(Records from a collection)
== == ==

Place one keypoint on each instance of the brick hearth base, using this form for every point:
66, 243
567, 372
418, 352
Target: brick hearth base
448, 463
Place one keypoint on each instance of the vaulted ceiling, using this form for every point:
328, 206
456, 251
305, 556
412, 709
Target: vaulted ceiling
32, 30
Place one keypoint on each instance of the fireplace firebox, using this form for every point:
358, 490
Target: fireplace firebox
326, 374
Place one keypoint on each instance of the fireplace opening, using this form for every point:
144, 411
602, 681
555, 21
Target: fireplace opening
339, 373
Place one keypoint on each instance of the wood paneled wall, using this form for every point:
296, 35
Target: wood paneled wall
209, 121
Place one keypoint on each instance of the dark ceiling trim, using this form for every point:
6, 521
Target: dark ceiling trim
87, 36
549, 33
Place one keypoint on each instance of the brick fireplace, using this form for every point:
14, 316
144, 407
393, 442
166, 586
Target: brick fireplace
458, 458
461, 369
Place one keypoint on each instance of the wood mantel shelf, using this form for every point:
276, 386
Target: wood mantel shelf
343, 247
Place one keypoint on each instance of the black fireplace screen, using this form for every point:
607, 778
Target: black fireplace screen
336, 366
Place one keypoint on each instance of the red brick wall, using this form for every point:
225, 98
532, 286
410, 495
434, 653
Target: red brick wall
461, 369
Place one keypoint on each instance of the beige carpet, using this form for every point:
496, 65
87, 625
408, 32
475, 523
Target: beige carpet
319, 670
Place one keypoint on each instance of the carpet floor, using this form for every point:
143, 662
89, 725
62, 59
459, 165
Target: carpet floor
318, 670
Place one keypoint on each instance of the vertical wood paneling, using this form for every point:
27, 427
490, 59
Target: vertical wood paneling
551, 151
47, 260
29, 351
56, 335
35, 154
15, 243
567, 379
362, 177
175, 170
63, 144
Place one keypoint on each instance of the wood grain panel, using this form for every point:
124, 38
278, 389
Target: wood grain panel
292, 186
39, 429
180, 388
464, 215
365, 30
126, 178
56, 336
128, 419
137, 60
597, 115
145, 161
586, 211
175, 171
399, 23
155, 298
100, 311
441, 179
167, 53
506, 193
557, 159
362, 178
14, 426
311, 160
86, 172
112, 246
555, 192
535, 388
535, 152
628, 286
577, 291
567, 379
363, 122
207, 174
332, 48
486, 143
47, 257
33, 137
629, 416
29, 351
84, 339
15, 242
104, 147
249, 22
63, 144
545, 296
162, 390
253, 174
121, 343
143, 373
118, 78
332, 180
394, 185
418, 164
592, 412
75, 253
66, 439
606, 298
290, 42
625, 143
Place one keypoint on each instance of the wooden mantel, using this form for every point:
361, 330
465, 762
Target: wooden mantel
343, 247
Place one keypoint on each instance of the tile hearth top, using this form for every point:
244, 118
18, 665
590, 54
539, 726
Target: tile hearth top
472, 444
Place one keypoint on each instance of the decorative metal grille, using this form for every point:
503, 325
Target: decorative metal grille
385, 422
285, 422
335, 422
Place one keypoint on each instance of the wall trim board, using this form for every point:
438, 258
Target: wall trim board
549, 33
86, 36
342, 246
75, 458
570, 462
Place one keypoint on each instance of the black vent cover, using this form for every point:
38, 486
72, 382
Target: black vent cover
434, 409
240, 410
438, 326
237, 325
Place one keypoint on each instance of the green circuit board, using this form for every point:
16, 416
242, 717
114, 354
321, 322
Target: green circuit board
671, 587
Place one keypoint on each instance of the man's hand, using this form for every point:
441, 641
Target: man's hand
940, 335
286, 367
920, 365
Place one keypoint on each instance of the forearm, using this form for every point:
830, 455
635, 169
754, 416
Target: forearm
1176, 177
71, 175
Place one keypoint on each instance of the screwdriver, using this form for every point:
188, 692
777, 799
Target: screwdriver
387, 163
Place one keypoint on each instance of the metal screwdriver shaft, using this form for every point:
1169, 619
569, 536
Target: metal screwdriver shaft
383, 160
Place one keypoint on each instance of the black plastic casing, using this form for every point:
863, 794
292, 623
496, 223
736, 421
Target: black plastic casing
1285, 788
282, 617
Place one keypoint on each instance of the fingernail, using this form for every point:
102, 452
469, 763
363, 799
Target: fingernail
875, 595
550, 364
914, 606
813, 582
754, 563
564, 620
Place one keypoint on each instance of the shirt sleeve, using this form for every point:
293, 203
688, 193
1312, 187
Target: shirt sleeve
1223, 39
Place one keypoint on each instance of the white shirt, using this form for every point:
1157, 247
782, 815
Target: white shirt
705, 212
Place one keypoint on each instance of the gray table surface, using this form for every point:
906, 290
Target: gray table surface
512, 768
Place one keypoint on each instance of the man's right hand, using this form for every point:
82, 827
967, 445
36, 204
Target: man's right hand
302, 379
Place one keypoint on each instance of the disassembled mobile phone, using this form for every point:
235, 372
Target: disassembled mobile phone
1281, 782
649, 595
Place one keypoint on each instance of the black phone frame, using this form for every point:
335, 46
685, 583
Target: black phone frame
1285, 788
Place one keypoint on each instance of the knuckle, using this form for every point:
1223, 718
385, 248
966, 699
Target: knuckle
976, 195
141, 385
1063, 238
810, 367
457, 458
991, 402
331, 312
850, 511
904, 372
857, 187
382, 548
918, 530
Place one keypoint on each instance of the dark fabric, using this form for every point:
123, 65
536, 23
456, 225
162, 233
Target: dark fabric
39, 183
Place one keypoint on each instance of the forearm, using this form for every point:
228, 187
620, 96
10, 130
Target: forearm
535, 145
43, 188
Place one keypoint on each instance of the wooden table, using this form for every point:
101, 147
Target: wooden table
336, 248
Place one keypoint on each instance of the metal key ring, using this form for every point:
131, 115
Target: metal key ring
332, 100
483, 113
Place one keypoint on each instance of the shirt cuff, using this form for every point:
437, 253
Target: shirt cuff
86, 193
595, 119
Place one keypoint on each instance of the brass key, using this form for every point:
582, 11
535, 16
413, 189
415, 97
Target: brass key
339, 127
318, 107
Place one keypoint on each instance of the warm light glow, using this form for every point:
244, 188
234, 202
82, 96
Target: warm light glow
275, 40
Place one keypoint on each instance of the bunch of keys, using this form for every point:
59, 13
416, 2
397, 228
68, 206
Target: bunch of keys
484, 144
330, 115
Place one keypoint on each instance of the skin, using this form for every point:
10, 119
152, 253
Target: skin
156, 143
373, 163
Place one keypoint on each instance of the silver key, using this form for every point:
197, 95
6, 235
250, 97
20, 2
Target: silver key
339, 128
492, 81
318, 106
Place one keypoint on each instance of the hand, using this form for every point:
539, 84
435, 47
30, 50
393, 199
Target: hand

== == ==

◆ Do this ◆
Return the lines beginning at the one that contains "Place one keypoint on each instance of the wooden table, using" and continuing through the last line of the data, exactly as they stand and without any others.

◆ Result below ◆
Place one keypoint on each instance of the wooden table, using this form for every point:
101, 147
Target: wooden table
336, 248
Place one keypoint on each instance of the metal key ring, using this form for every point:
131, 115
Target: metal key ring
332, 100
483, 113
Place one keypoint on each instance of the shirt cuff, using this form for every point:
437, 253
Target: shirt cuff
86, 193
595, 119
Place one keypoint on each instance of the brass key, using this form for every point:
582, 11
535, 16
413, 189
415, 97
Target: brass key
339, 127
318, 107
Place one keypoint on each instance of the warm light glow, using this form for every point:
244, 188
234, 202
82, 96
Target: warm light glow
275, 40
Place one keypoint on each instance of the bunch of keys, using this form for every point:
59, 13
416, 2
397, 228
68, 206
Target: bunch of keys
484, 144
330, 115
Place one keypoint on each instance of the skin, using this form for every point:
10, 119
152, 253
Target: skin
156, 143
373, 163
Place one keypoint on each instance of the silver key, using this form for every point:
197, 95
6, 235
250, 97
20, 2
Target: silver key
339, 128
492, 81
318, 106
Place one keypoint on each instance of the hand, using this form for every point:
539, 84
435, 47
30, 50
393, 199
Target: hand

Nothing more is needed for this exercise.